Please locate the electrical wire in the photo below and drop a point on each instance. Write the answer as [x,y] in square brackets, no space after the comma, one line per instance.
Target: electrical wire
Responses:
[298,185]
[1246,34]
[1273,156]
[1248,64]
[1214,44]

============

Written problem => Reproduce every one of the rows above verbatim, changing nothing.

Written solution =>
Please locate the electrical wire in the photo below and drop a point on each instance. Write the answer as [x,y] in square brackets, no space after the comma, one line per instance.
Target: electrical wire
Responses:
[298,185]
[1246,34]
[1273,156]
[1248,64]
[1214,44]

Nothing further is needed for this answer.